##### Records
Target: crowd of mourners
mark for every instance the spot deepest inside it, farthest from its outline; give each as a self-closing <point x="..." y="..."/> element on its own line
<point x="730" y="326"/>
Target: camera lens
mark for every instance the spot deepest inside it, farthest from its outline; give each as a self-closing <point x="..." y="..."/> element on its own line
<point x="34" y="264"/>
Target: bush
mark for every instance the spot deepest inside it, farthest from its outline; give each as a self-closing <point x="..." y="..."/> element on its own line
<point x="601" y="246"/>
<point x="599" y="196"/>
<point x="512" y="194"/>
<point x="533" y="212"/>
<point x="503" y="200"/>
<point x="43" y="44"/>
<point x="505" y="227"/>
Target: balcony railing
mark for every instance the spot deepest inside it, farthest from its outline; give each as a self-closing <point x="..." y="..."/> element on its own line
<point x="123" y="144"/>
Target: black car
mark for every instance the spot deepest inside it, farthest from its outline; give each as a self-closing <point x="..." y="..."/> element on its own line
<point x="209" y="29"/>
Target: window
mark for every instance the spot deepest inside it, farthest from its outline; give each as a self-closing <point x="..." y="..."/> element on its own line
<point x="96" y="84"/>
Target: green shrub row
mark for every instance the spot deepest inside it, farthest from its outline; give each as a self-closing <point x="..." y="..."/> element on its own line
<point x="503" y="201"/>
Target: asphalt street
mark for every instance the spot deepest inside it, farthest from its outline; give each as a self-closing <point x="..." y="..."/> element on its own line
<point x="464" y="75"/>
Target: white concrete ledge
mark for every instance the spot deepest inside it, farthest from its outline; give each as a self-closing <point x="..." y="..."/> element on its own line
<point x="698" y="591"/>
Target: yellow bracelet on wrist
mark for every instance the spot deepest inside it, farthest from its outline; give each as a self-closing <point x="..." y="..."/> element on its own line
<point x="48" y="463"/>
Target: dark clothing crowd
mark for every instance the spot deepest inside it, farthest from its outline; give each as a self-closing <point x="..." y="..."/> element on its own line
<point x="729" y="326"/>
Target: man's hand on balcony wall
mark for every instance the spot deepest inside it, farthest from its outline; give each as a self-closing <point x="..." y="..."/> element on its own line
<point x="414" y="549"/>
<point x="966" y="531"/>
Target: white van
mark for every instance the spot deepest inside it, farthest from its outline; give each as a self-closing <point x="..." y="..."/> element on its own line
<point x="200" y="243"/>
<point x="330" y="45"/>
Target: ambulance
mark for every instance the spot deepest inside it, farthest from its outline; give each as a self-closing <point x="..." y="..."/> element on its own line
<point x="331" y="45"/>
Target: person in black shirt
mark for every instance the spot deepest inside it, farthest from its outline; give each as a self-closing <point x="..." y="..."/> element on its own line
##########
The required response is a complete, exact copy of the records.

Target: crowd of mourners
mark for every instance the spot deepest inside it, farthest from its outline; give each as a self-closing <point x="..." y="..."/> element on its own line
<point x="730" y="326"/>
Target: camera lens
mark for every instance the spot deepest inside it, farthest from its outline; give each as a self-closing <point x="..." y="..."/> element on its own line
<point x="34" y="264"/>
Target: bush
mark for every instance the spot deepest inside it, farthest from its outline; give each as a self-closing <point x="..." y="..."/> element on its own line
<point x="601" y="246"/>
<point x="599" y="196"/>
<point x="512" y="194"/>
<point x="533" y="212"/>
<point x="503" y="200"/>
<point x="43" y="44"/>
<point x="505" y="227"/>
Target: balcony railing
mark for every instance the spot deepest inside it, farthest from its outline; give each as a self-closing <point x="..." y="..."/> element on its own line
<point x="123" y="144"/>
Target: black car
mark for every instance the spot deepest inside it, farthest from its outline; give each as a self-closing <point x="..." y="..."/> element on its own line
<point x="209" y="29"/>
Target: window
mark for every instance the spot deepest inside it, farthest from its outline; give each as a self-closing <point x="..." y="..."/> element on its own line
<point x="96" y="84"/>
Target: green shrub row
mark for every instance the spot deepest inside it, farthest from its outline; give each as a self-closing <point x="..." y="..."/> element on its own line
<point x="503" y="201"/>
Target: asphalt street
mark for every instance the spot deepest inside it, farthest from its outline; give each as a self-closing <point x="..." y="..."/> element on its own line
<point x="464" y="75"/>
Target: white concrete ledge
mark for every instance the spot deepest inside it, farthest from its outline; give each as a self-closing <point x="..." y="..."/> element on its own line
<point x="698" y="591"/>
Target: yellow bracelet on wrist
mark for every instance the spot deepest inside it, farthest from its outline; give each as a self-closing <point x="..." y="..."/> element on its own line
<point x="48" y="463"/>
Target: dark clothing crowd
mark for every instance the spot deepest inside it, farthest from its outline; give each as a self-closing <point x="..." y="..."/> element on its own line
<point x="729" y="326"/>
Target: man's hand on balcony wall
mark for every instance the spot deepest inside it, farthest from its outline; give each as a self-closing <point x="..." y="..."/> element on its own line
<point x="414" y="549"/>
<point x="966" y="531"/>
Target: white van
mark for every instance the spot deepest inside it, farthest from its outline; give each as a self-closing <point x="..." y="..."/> element on its own line
<point x="200" y="243"/>
<point x="330" y="45"/>
Target: ambulance
mark for every instance the spot deepest inside it, farthest from its outline; give each as a self-closing <point x="..." y="..."/> element on its own line
<point x="331" y="45"/>
Target: person in black shirt
mark for every instance the spot deepest inside it, farthest from its outline; give each as a self-closing <point x="..." y="..."/> element on its own line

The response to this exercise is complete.